◆ **EXERCISE TASK**: Continue the forum thread on bow strings and brace heights from its last post.

◆ **TEXT SECTION**:
• • •

Start at the "top" of the string groove. Follow the contour of the limb, through the center of the riser, follow the contour of the other limb to the "top" of the other string groove. That will give you the bow length. That bow will get a string around 3.5" shorter than the bow length. The one that is braced at 12" has the wrong string.

As best I can recall, those bows are only worth maybe $15 on the open market...IF your intention was to sell it for a profit, it would be silly to put a new string on it.

However, since you are trying to help a kid get started in the sport, you can't put a price on it. Since it's for a kid, as soon as you figure out the bow length send me a PM and we'll get something going asap. 

Thanks for the good word men.

Chad


----------



## Viper1 (Aug 21, 2003)

kit - 

Did you order a 56" string or an AMO 56" string? 

A 56" string will be 56" and about right for that bow, and AMO 65" string will be 53" and give you that kind of brace height. 
Measure the string, while it's on the bow.

That brace height (12") may look weird, but won't hurt the bow, only the performance, and there wasn't a lot of that to begin with (sorry).

Viper1 out..


----------



## DEAc23 (Jun 7, 2013)

I have one of these, but mine doesn't say Super Jet on it (it does say Cat. No 3350 though) and I use a 56" actual length (60" AMO) string which gives me a brace height of 7.5 inches.


----------



## Viper1 (Aug 21, 2003)

kit -

Sorry about the typo

line should have read:



Viper1 said:


> kit -
> 
> A 56" string will be 56" and about right for that bow, and *an AMO 56" *string will be 53" and give you that kind of brace height.


Viper1 out.


----------



## kitsune (Aug 13, 2013)

thanks for all the responses, everyone. looks like i got an 'everyone wins' hand dealt to me. i picked up a few old used bows recently, and one of them (an old shakespeare x-22) came with a string that is in decent shape _and_ fits the ben pearson 'ok' (brace height is a little over 8"). its not perfect but i cant justify buying another string just for this bow. the other bow that i picked up is an old shakespeare x-32 super necedah that is 54". it's looking like the string i ordered from lancaster by mistake for the pearson 335 might just work on this bow. that string was 56"amo and measured out to about 51", so i'm thinking that some twisting will make it work on the x-32 super necedah. at least, thats what i'm hoping...

• • •

◆ **EXTRACTED DATA**:
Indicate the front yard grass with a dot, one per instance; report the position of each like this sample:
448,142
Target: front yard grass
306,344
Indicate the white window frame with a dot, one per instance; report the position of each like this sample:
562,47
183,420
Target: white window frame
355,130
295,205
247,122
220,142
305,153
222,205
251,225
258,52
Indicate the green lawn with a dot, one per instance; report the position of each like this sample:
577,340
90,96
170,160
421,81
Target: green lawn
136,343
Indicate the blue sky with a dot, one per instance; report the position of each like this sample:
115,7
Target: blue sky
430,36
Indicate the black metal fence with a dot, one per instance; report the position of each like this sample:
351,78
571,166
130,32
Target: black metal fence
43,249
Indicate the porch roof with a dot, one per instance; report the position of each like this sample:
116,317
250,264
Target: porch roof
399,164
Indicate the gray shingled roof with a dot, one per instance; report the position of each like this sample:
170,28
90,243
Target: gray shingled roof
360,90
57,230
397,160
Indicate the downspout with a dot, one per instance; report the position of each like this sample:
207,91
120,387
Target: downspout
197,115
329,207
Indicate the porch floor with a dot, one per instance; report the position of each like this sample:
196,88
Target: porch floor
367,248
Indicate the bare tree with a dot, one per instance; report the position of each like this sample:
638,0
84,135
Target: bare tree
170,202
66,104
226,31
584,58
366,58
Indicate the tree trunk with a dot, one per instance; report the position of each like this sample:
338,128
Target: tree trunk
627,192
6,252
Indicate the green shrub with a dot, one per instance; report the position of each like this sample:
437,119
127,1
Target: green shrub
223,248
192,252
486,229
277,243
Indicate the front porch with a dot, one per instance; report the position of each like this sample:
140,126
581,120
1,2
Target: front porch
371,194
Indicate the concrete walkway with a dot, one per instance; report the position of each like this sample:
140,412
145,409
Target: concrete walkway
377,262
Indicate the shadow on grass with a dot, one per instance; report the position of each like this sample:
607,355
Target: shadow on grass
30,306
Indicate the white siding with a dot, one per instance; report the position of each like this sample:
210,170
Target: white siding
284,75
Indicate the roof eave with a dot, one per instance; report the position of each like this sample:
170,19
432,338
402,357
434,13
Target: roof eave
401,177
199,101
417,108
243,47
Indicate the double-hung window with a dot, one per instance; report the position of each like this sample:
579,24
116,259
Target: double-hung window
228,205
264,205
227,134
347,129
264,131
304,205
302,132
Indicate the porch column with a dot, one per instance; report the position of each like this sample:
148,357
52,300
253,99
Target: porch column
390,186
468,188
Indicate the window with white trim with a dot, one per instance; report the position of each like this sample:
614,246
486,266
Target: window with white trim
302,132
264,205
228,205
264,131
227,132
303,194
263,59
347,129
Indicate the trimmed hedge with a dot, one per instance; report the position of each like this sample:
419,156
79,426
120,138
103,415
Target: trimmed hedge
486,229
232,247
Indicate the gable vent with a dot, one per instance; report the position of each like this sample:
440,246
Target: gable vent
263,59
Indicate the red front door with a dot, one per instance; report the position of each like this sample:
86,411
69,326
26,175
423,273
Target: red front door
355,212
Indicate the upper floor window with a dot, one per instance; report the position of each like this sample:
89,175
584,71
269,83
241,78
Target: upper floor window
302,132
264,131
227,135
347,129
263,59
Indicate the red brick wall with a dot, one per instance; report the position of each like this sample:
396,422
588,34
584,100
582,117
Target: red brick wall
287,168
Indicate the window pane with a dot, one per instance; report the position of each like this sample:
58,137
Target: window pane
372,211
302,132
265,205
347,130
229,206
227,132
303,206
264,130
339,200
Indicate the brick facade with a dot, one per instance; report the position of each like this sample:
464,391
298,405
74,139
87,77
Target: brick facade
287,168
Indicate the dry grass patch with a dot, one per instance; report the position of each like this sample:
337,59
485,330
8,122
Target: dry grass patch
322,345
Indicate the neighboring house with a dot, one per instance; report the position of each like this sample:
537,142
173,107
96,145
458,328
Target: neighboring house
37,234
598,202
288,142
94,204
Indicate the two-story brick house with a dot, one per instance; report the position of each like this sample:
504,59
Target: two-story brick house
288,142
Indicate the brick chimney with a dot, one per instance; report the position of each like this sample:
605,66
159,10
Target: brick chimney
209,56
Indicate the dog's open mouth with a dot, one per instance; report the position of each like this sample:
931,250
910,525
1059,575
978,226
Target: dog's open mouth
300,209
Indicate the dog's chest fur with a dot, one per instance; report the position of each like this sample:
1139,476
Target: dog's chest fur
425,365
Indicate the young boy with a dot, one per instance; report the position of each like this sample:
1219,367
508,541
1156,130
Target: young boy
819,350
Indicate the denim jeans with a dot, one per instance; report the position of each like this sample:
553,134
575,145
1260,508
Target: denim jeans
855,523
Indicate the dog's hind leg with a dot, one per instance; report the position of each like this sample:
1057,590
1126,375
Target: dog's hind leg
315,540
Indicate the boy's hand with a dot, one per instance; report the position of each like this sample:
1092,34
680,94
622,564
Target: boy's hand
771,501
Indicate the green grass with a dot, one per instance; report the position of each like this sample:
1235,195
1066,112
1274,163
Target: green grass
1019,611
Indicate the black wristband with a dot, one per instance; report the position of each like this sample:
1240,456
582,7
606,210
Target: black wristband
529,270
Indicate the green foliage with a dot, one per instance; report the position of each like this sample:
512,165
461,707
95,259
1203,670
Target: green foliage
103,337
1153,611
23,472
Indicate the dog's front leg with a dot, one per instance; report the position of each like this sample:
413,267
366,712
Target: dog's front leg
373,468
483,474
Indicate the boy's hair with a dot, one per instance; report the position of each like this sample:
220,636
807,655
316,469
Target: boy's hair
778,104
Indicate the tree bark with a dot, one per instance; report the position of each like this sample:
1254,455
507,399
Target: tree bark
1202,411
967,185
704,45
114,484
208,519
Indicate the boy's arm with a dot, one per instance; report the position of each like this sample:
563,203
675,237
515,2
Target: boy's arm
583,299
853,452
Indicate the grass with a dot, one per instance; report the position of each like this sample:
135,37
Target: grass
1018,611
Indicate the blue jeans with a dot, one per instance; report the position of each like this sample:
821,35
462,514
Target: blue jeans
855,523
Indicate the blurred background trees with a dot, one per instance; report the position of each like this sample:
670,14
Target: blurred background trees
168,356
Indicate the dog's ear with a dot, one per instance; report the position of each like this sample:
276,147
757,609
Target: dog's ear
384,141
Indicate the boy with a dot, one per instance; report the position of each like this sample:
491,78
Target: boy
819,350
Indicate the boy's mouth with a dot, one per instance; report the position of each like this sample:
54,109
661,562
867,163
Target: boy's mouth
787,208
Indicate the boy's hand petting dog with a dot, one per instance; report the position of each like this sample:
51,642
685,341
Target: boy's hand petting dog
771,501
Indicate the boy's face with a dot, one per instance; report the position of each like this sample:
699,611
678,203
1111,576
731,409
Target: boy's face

• • •

◆ **EXPECTED ANSWER**:
it was gonna cost me almost the price of a new string for me to return the incorrect string and have lancaster ship the proper string for the pearson (return shipping cost plus $7shipping and handling fee for the replacement)--so im better off trying to utilize what i already have then getting everything to the T and spending twice as much. 

id be interested to hear your thoughts on this approach. thank you for sharing your knowledge.

kitsune


----------



## Viper1 (Aug 21, 2003)

kit -

As long as all the strings are Dacron or a variant, and in good condition, you OK. 
Still something is amiss, an AMO 56" string should measure 53".

Viper1 out.


----------



## kitsune (Aug 13, 2013)

Hmm, interesting. i will double measure everything and if it turns out that the string is in fact too short, maybe lancaster will issue me a full swap return/exchange. makes more sense if the mistake was on the string length they sent rather than me ordering the wrong length entirely.


----------



## Viper1 (Aug 21, 2003)

kit - 

Just measure it on the bow, from the end of one loop to the end of the other.
Not exactly AMO spec, but will get you close enough.

LAS has great customer service, so if there's a problem, give them a call.

Viper1 out.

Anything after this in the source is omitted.